A. Examens antérieurs du cas

A. Examens antérieurs du cas
  1. 465. Les plaintes déposées dans le présent cas avaient trait à la répression dont a été l'objet le mouvement syndical à la suite du changement de gouvernement intervenu le 17 juillet 1980. Elles se référaient principalement à la mort violente de certains syndicalistes dont Gualberto Vega Yapura, dirigeant de la Fédération syndicale des travailleurs des mines de Bolivie, et à de très nombreuses arrestations de dirigeants et de militants syndicaux. Ainsi le comité extérieur de la Centrale ouvrière bolivienne avait fourni une liste de plus de 400 noms de personnes arrêtées, liste qui avait été transmise au gouvernement afin qu'il communique ses observations. Les plaintes portaient également sur la dissolution par voie administrative de la Centrale ouvrière bolivienne et de la quasi-totalité des organisations syndicales. Après une mission sur place effectuée par un représentant du Directeur général en octobre 1980, le comité avait procédé à un premier examen de l'affaire en novembre 1980. Par la suite, le comité avait été à nouveau saisi de plaintes relatives à la mort de plusieurs syndicalistes et à l'arrestation de dirigeants et militants syndicaux.
  2. 466. A sa session de mars 1981, le Conseil d'administration avait, sur recommandation du comité, exprimé sa préoccupation face à la gravité des allégations qui continuaient à être portées à sa connaissance. Il avait rappelé qu'un mouvement syndical réellement libre et indépendant ne peut se développer que dans le respect des droits fondamentaux de l'homme. Sur les allégations plus spécifiques des plaignants, le Conseil avait prié le gouvernement de poursuivre ses recherches sur la mort de Gualberto Vega et de fournir des informations sur les circonstances des décès de certains dirigeants syndicaux, dont Artemio Camargo, qui auraient eu lieu le 15 janvier 1981. Le Conseil avait également prié le gouvernement de fournir des informations aussi précises que possible sur le sort de Gregorio Andrade, dirigeant paysan, Walter Delgadillo, dirigeant de la COB, Pablo Copa, dirigeant de la Fédération des mineurs, et Gloria Ardaya qui auraient été arrêtés en janvier 1981. Enfin, en ce qui concerne la révision de la législation syndicale, le Conseil avait prié le gouvernement de continuer à le tenir informé des progrès réalisés en la matière et avait exprimé le ferme espoir que la législation ainsi amendée serait pleinement conforme aux dispositions des conventions nos 87 et 98, ratifiées par la Bolivie, et qu'elle permettrait rapidement la restauration de la liberté syndicale dans le pays.

Consigne écrite: Poursuivez l'extrait sur l'examen du cas de répression syndicale en Bolivie à partir de sa dernière phrase. Les items ci-dessous n'ont aucun rapport avec l'extrait.

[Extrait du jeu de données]
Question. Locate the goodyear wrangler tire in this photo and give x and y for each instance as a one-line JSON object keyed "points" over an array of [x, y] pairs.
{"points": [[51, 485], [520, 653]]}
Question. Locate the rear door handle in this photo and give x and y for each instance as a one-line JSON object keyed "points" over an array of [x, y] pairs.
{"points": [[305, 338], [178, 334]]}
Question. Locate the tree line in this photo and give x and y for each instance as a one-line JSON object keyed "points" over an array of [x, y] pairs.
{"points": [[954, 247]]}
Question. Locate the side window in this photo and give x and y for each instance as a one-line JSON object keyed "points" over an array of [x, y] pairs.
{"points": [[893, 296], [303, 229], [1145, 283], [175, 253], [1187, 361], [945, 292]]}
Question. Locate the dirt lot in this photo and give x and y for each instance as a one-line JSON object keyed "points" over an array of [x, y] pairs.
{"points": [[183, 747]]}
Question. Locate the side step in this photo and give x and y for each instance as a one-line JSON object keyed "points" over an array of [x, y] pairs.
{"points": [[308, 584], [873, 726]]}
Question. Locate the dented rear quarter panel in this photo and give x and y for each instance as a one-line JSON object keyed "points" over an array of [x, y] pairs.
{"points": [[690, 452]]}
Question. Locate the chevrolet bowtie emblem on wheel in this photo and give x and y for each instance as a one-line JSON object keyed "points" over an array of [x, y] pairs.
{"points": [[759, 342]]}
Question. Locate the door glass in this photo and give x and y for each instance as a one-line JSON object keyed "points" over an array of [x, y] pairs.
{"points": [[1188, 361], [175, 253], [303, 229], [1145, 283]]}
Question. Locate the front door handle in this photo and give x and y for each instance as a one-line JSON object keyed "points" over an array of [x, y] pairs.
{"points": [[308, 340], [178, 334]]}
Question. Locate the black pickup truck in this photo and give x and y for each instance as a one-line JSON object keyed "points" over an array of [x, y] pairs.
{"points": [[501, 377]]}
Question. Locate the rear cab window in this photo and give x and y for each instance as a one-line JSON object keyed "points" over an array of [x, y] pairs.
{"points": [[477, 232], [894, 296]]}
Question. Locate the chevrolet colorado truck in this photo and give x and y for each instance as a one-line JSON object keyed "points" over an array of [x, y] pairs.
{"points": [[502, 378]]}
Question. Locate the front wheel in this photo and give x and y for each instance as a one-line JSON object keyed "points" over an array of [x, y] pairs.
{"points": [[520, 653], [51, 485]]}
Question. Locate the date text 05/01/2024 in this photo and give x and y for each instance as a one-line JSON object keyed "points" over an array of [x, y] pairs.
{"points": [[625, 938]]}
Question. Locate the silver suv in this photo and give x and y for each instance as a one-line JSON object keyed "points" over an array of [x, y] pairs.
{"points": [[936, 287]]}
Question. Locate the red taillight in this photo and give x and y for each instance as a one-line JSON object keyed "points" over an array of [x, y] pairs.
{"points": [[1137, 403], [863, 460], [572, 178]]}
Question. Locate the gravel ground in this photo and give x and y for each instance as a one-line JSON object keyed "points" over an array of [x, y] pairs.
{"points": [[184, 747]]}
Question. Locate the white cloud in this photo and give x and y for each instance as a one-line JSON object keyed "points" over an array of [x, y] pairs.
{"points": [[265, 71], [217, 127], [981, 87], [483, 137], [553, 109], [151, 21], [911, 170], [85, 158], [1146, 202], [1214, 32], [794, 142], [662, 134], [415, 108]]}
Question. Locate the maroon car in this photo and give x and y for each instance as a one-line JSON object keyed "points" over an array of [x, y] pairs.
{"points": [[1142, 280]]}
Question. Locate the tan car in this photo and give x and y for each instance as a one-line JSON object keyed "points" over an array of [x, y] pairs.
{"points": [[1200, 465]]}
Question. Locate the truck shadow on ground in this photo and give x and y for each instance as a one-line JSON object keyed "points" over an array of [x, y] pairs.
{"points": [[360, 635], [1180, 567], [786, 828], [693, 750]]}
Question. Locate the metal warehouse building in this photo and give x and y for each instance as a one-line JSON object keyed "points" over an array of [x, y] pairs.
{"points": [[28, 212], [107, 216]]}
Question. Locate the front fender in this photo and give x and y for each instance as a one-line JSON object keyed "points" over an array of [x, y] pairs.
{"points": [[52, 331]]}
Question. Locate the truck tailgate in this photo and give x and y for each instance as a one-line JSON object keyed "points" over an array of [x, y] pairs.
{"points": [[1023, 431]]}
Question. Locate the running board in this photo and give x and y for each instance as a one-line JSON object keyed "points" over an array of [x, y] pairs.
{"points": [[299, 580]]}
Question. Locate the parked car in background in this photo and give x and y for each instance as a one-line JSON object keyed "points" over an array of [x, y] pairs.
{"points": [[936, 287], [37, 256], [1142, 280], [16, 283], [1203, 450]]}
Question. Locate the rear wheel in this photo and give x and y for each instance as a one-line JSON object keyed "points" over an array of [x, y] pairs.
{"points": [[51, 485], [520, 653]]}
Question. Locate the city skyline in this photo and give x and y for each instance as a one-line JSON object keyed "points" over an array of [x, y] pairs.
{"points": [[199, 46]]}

...

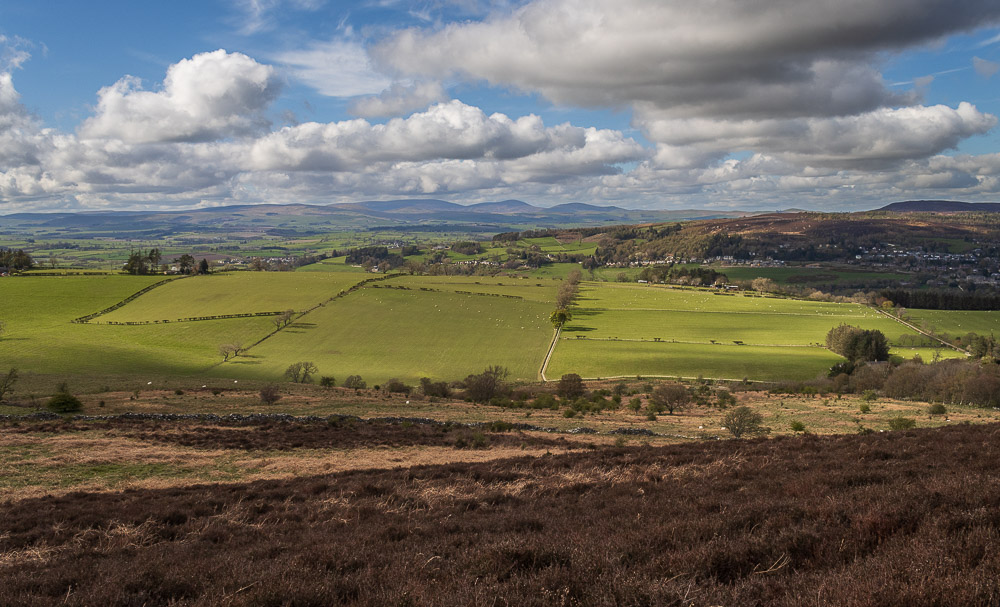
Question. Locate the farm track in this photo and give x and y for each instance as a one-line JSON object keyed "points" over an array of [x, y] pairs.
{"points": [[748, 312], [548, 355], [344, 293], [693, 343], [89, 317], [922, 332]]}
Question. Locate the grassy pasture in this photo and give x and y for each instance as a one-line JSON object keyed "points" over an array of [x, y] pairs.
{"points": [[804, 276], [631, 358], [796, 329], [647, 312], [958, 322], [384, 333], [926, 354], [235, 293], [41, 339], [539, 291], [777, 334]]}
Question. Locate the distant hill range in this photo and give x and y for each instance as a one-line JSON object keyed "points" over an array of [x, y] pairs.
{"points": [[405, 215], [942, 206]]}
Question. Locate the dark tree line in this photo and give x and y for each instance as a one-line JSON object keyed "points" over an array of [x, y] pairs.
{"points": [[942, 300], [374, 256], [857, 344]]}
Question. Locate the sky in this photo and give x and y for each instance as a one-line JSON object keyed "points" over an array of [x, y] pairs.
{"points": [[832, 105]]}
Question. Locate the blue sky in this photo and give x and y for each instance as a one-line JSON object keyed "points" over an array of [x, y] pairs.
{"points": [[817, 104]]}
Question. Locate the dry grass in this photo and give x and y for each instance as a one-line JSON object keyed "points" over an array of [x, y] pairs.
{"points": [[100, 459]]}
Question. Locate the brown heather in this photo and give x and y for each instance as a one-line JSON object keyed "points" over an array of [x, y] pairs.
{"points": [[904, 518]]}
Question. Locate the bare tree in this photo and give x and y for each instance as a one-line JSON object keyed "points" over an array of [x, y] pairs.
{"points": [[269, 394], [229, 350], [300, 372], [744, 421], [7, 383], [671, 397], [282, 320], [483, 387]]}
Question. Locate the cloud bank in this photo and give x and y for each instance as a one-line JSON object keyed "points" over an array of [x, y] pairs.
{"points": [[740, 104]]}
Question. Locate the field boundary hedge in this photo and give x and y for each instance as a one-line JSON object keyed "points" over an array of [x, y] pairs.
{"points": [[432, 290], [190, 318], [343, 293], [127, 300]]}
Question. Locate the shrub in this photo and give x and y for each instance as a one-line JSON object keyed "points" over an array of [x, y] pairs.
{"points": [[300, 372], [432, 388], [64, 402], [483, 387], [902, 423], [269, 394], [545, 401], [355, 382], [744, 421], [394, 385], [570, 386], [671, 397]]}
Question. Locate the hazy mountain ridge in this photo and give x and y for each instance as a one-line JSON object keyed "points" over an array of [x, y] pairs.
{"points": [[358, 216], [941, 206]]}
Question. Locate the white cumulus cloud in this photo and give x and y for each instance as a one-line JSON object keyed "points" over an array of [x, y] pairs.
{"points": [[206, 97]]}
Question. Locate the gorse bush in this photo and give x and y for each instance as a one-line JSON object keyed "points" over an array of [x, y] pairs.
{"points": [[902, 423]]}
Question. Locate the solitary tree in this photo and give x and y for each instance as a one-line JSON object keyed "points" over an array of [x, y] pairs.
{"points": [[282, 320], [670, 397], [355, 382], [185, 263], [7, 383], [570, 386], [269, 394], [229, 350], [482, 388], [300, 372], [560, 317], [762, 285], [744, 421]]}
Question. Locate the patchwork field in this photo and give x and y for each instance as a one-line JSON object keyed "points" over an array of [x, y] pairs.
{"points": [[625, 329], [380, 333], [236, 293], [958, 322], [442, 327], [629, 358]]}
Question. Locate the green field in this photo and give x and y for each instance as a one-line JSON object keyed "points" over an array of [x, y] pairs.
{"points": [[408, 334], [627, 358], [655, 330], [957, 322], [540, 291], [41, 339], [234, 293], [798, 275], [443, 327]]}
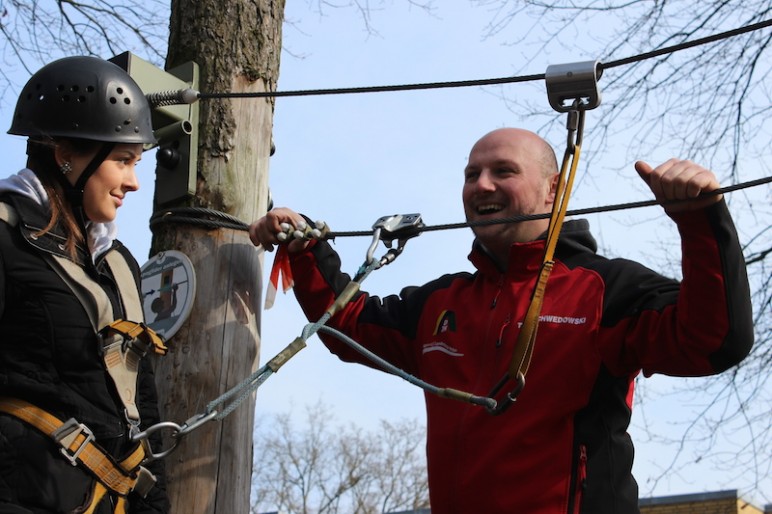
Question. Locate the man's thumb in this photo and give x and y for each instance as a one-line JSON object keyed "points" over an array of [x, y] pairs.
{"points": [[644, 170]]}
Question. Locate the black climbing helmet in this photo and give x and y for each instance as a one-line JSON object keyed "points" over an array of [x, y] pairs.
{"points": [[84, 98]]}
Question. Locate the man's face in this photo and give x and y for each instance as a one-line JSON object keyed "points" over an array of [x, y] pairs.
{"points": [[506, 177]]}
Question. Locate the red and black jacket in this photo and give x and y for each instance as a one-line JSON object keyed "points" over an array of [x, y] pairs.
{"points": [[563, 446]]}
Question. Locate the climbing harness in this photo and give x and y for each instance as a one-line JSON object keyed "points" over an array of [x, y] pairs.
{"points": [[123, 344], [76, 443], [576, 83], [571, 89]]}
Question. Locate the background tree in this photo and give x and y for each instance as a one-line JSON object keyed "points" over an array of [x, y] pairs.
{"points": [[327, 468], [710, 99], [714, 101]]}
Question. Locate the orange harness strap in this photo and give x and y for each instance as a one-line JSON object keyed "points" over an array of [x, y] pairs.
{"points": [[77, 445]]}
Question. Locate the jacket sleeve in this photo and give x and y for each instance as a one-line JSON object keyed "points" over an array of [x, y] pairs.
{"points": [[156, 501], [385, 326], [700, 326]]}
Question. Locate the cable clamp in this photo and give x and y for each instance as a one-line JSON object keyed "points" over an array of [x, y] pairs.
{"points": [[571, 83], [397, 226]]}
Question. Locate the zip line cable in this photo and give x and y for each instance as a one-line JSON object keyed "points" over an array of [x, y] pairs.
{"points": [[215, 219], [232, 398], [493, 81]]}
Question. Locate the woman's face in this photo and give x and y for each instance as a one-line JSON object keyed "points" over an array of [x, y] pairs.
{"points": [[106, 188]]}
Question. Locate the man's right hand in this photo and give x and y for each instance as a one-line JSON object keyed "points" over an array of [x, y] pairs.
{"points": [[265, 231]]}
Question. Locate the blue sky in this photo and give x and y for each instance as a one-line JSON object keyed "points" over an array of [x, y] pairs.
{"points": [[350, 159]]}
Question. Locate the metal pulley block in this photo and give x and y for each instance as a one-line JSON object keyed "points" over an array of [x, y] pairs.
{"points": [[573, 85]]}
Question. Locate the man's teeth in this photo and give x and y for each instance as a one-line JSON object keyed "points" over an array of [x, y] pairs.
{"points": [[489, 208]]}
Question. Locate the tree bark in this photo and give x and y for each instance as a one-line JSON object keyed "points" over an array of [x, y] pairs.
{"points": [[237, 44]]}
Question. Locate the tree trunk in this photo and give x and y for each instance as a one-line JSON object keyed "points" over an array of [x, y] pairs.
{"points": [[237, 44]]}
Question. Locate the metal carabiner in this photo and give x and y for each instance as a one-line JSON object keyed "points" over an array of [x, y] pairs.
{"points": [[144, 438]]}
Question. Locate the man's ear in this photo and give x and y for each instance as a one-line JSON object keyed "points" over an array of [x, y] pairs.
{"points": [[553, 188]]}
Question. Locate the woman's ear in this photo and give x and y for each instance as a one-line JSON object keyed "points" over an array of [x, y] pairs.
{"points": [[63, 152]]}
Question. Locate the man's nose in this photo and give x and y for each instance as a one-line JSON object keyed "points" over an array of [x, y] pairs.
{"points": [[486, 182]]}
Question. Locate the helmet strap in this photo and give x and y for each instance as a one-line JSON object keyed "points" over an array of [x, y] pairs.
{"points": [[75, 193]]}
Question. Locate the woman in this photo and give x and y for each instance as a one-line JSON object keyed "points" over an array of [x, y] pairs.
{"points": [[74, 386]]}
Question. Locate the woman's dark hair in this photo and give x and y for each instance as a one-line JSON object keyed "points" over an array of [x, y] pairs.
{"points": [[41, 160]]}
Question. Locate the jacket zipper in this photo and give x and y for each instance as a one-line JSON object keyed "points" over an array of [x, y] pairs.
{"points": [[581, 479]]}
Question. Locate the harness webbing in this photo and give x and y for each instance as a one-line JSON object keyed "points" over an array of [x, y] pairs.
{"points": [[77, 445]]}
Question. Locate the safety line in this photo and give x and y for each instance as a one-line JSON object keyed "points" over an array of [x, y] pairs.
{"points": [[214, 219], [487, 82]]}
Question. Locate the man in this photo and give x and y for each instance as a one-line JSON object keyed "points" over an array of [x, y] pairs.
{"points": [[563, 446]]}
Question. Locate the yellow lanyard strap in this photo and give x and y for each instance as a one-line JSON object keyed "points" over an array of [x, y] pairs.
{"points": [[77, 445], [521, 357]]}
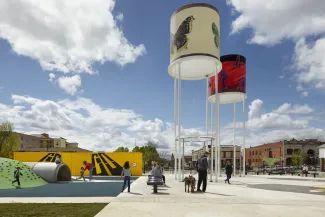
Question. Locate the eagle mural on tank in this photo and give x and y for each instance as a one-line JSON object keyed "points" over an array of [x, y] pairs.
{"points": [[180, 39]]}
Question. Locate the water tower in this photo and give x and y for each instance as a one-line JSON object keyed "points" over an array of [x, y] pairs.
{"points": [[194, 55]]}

Résultat obtenu:
B. Nouvelles allégations

B. Nouvelles allégations
  1. 467. Dans sa communication du 28 avril 1981, la CMT apporte des précisions sur les circonstances de l'arrestation de Gregorio Andrade, dirigeant paysan, membre du comité exécutif de la COB, qui aurait été arrêté le 15 janvier 1981, puis détenu dans la prison du département d'ordre politique (DOP) de La Paz, et qui serait disparu depuis le 12 mars 1981. La CMT se réfère également à la disparition, depuis le 17 juillet 1980, de Pené Sanchez, secrétaire de la Fédération des travailleurs de l'industrie de La Paz. Enfin, la CMT indique que de nombreux travailleurs ont été arrêtés à la suite de la réaction syndicale aux mesures économiques prises par le gouvernement à la mi-janvier 1981. Parmi eux, se trouvait le dirigeant syndical Bernabé Quiroz qui a été tué et dont le corps a été rendu par l'armée à sa famille.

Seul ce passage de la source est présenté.